§ **Problem set**
1) Give the stretch of the placenta previa passage from "It was the wonderful" through "until full term)" again, substituting "the internet" for "Google".
2) Please summarize the placenta previa passage in two sentences.

§ **Page excerpt**
It was the wonderful Elena who fully explained my situation; I had complete placenta previa. In one fell swoop my dreams of a natural, peaceful birth at the new Toronto Birth Centre were dashed and I could see my chances of me staying with the midwives slipping away. But yet again, Elena reassured me and honoured our partnership by keeping me as a patient, even though she could’ve shipped me off to the high risk OB/GYNs at St. Mike’s.
As a self-confessed reassurance seeker my first port of call was Google. I usually search away until I find the answer I want but in this case, I didn’t find it. The statistics were more than a little scary, particularly because I still had the Lord to care for so bed rest was not an option.
Some Placenta Previa Statistics:
- It effects 1 in 200 women (15% of which will remain complete until full term)
- Only 1 in 10 women will reach full term without bleeding
- On average, the start of bleeding is 32 weeks
- The foetal mortality rate is around 10%, although 6 out of 10 infants end up passing away due to premature birth.

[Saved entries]
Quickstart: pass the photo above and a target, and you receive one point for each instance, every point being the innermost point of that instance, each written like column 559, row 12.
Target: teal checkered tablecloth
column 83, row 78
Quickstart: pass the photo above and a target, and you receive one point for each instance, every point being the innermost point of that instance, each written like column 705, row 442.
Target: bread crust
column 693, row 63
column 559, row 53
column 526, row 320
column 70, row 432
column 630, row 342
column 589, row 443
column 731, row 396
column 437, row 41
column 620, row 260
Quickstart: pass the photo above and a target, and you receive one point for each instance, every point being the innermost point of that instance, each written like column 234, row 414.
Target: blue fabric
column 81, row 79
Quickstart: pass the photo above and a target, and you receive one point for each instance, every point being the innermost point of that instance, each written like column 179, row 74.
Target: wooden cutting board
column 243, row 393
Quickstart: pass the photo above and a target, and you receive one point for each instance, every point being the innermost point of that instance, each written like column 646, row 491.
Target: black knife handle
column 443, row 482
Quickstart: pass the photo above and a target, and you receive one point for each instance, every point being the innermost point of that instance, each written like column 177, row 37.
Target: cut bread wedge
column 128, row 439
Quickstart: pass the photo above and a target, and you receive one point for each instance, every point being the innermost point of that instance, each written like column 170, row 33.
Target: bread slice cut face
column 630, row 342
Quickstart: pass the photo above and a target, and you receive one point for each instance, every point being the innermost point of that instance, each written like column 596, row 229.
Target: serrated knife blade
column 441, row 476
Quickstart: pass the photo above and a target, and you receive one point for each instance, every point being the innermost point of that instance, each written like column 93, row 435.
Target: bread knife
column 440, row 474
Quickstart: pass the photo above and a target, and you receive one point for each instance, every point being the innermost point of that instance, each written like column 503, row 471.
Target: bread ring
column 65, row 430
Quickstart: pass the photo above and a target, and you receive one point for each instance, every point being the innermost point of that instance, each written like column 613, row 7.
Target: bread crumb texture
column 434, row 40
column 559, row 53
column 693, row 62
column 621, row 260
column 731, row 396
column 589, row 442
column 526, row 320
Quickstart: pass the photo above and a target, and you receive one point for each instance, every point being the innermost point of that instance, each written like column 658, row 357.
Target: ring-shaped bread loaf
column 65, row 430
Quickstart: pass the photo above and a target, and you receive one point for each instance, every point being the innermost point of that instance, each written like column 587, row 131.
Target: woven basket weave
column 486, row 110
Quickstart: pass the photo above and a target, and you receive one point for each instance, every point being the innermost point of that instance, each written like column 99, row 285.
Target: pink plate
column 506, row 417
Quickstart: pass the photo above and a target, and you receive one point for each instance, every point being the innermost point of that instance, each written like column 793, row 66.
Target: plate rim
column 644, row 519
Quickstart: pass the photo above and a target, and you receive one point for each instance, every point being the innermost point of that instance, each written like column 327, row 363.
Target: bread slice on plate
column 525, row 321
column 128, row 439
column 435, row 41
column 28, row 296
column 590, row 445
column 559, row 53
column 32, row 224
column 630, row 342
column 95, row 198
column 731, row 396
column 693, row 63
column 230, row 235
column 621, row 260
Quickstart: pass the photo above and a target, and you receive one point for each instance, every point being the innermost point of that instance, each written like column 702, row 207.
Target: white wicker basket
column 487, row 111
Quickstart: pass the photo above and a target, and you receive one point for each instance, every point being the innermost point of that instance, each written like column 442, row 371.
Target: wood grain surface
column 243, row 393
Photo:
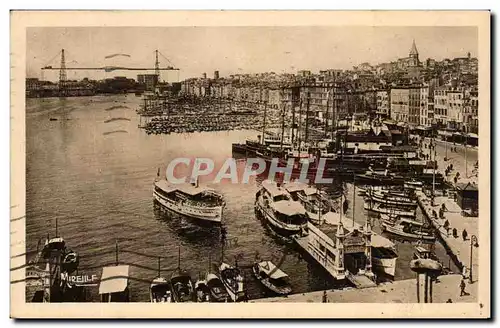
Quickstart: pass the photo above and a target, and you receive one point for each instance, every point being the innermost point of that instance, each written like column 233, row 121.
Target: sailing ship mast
column 264, row 123
column 307, row 118
column 282, row 124
column 292, row 139
column 299, row 127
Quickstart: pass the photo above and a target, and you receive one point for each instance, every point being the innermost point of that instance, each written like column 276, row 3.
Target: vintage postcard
column 312, row 160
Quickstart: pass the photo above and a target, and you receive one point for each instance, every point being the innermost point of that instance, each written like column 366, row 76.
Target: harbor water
column 91, row 167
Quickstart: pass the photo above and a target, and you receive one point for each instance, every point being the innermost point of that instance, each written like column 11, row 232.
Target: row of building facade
column 425, row 94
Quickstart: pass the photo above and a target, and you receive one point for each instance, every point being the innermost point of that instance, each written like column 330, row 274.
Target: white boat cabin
column 114, row 284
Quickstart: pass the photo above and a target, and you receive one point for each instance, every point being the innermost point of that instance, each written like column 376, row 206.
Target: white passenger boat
column 200, row 203
column 387, row 209
column 233, row 281
column 315, row 201
column 218, row 292
column 160, row 291
column 408, row 230
column 272, row 277
column 274, row 204
column 384, row 259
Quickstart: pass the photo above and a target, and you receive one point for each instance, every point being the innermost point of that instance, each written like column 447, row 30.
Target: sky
column 233, row 50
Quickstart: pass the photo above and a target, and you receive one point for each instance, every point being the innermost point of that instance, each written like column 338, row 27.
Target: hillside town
column 424, row 93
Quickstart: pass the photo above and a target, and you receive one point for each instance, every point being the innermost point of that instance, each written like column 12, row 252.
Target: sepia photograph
column 250, row 158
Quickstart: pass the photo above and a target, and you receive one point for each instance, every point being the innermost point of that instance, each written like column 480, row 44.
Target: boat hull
column 280, row 291
column 206, row 215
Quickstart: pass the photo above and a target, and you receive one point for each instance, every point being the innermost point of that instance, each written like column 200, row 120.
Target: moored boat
column 274, row 204
column 386, row 209
column 233, row 281
column 409, row 231
column 272, row 277
column 315, row 202
column 384, row 259
column 203, row 204
column 181, row 286
column 202, row 291
column 218, row 292
column 160, row 291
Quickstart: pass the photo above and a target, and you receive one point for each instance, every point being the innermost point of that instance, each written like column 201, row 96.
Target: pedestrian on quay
column 325, row 297
column 462, row 288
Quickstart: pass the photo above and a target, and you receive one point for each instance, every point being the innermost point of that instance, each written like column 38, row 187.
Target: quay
column 402, row 291
column 459, row 249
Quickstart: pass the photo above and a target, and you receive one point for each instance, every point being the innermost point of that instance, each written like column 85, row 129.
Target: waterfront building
column 400, row 98
column 470, row 115
column 383, row 103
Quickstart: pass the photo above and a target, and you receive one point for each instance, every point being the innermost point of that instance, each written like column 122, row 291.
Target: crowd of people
column 205, row 122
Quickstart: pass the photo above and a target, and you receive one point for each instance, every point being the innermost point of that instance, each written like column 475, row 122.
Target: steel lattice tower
column 157, row 67
column 62, row 72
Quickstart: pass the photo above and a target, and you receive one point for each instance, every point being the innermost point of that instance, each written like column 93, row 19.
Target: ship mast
column 307, row 118
column 282, row 124
column 264, row 122
column 299, row 126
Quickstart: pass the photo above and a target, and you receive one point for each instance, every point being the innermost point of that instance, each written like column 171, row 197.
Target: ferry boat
column 386, row 209
column 200, row 203
column 414, row 185
column 423, row 253
column 384, row 177
column 160, row 291
column 389, row 200
column 408, row 229
column 182, row 287
column 395, row 196
column 275, row 206
column 315, row 202
column 233, row 281
column 272, row 277
column 70, row 261
column 218, row 292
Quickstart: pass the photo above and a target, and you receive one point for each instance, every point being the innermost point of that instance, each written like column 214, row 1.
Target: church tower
column 413, row 55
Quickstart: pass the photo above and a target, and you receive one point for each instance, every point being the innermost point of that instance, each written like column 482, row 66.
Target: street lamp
column 473, row 242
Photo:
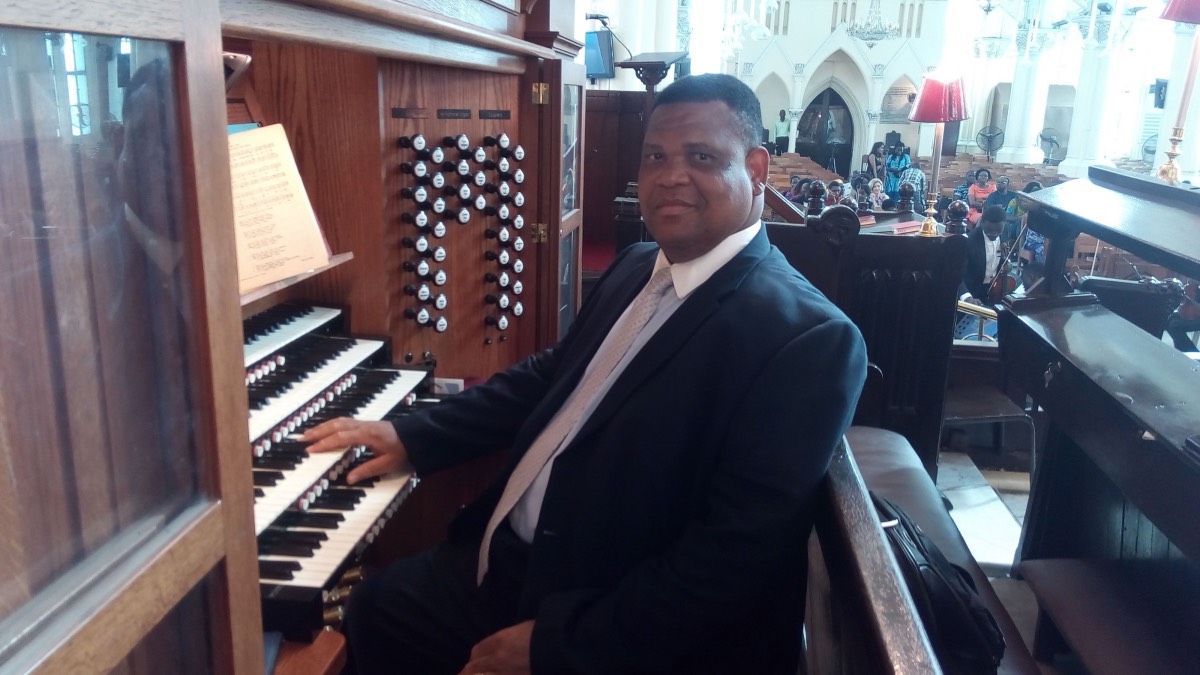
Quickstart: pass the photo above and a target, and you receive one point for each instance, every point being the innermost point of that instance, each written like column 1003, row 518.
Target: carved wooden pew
column 861, row 616
column 900, row 292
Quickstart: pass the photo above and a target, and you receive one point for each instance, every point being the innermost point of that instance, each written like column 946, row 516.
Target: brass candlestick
column 1183, row 11
column 1170, row 171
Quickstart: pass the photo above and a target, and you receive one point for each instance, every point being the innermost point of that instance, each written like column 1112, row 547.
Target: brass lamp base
column 1170, row 172
column 929, row 226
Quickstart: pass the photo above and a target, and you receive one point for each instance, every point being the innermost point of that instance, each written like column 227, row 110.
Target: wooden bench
column 891, row 469
column 900, row 293
column 859, row 615
column 1117, row 616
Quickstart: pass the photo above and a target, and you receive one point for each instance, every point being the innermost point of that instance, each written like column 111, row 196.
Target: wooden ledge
column 1111, row 615
column 324, row 656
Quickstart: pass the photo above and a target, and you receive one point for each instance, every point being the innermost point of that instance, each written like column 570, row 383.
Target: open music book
column 277, row 233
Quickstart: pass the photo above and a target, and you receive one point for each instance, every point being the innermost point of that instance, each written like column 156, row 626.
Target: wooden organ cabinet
column 438, row 145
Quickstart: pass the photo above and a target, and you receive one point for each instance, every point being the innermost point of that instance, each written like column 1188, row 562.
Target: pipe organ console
column 366, row 95
column 484, row 199
column 311, row 525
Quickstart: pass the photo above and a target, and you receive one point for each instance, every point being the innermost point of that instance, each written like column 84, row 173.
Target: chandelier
column 874, row 30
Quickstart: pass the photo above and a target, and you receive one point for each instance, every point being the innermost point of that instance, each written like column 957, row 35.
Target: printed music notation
column 277, row 234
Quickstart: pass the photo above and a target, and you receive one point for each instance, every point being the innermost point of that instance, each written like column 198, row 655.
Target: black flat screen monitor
column 598, row 54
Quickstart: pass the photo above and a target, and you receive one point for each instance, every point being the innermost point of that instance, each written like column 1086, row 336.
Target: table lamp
column 1188, row 12
column 939, row 101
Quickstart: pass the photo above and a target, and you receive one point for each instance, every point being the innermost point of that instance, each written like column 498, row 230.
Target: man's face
column 697, row 183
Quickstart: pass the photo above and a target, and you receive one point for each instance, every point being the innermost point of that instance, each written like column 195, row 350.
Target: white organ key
column 355, row 527
column 280, row 407
column 265, row 345
column 281, row 496
column 391, row 395
column 298, row 481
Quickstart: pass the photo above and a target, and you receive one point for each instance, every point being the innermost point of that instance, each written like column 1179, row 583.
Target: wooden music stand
column 651, row 69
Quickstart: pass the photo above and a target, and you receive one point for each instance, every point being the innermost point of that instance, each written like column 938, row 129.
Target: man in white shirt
column 664, row 457
column 983, row 252
column 783, row 132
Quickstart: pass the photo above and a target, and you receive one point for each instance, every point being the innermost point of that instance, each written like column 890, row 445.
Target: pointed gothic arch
column 773, row 95
column 843, row 72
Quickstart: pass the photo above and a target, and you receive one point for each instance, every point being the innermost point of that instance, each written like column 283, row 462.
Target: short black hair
column 724, row 88
column 995, row 214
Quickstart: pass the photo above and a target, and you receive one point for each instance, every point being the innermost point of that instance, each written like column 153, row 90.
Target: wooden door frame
column 557, row 73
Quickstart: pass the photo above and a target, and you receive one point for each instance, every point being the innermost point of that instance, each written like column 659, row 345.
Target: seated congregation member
column 876, row 196
column 793, row 190
column 833, row 192
column 1001, row 197
column 897, row 162
column 646, row 521
column 978, row 193
column 915, row 177
column 984, row 252
column 1033, row 243
column 801, row 192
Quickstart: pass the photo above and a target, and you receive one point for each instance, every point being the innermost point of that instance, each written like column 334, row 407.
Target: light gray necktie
column 622, row 335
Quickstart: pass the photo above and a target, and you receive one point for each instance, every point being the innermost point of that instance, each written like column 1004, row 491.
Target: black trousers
column 423, row 615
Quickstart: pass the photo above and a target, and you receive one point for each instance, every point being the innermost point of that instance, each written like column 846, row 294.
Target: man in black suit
column 984, row 252
column 667, row 530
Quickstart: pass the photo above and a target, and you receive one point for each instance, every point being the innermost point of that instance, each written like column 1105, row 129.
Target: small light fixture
column 940, row 100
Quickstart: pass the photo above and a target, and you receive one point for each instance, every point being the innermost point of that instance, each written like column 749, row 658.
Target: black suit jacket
column 673, row 531
column 975, row 269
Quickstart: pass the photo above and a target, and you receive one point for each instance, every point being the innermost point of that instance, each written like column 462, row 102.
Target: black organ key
column 277, row 569
column 295, row 518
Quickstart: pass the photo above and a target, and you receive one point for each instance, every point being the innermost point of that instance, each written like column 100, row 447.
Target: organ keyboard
column 275, row 328
column 311, row 525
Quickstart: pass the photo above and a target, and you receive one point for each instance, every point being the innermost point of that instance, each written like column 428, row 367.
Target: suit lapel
column 678, row 329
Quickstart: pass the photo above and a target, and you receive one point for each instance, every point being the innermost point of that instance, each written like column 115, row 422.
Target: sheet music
column 277, row 234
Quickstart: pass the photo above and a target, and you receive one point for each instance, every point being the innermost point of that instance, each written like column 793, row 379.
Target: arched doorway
column 826, row 133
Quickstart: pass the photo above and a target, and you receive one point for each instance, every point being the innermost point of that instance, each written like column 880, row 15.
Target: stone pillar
column 873, row 129
column 1091, row 117
column 1189, row 149
column 1026, row 111
column 799, row 82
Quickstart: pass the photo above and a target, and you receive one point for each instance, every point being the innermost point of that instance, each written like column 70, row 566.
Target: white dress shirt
column 685, row 278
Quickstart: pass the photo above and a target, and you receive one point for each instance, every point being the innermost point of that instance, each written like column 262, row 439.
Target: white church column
column 1091, row 117
column 1026, row 111
column 1189, row 149
column 799, row 83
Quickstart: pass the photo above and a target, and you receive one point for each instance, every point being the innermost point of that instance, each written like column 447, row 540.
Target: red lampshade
column 941, row 101
column 1183, row 11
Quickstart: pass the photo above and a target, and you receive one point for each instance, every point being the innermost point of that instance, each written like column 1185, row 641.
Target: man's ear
column 759, row 165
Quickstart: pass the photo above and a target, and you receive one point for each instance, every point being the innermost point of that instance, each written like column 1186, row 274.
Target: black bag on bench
column 964, row 633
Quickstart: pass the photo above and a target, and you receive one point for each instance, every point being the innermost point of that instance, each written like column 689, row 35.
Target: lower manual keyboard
column 311, row 470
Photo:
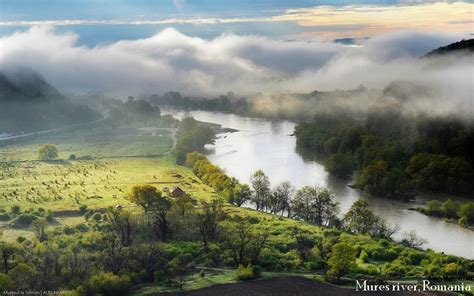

§ **Responses to the exercise**
1)
It was the wonderful Elena who fully explained my situation; I had complete placenta previa. In one fell swoop my dreams of a natural, peaceful birth at the new Toronto Birth Centre were dashed and I could see my chances of me staying with the midwives slipping away. But yet again, Elena reassured me and honoured our partnership by keeping me as a patient, even though she could’ve shipped me off to the high risk OB/GYNs at St. Mike’s.
As a self-confessed reassurance seeker my first port of call was the internet. I usually search away until I find the answer I want but in this case, I didn’t find it. The statistics were more than a little scary, particularly because I still had the Lord to care for so bed rest was not an option.
Some Placenta Previa Statistics:
- It effects 1 in 200 women (15% of which will remain complete until full term)

2) After Elena explained that the writer had complete placenta previa, the writer's hopes for a natural birth at the new Toronto Birth Centre were dashed, but Elena kept the writer as a patient instead of sending the writer to the high-risk OB/GYNs at St. Mike's. Searching Google for reassurance turned up frightening statistics, such as only 1 in 10 women reaching full term without bleeding, and bed rest was not an option for the writer.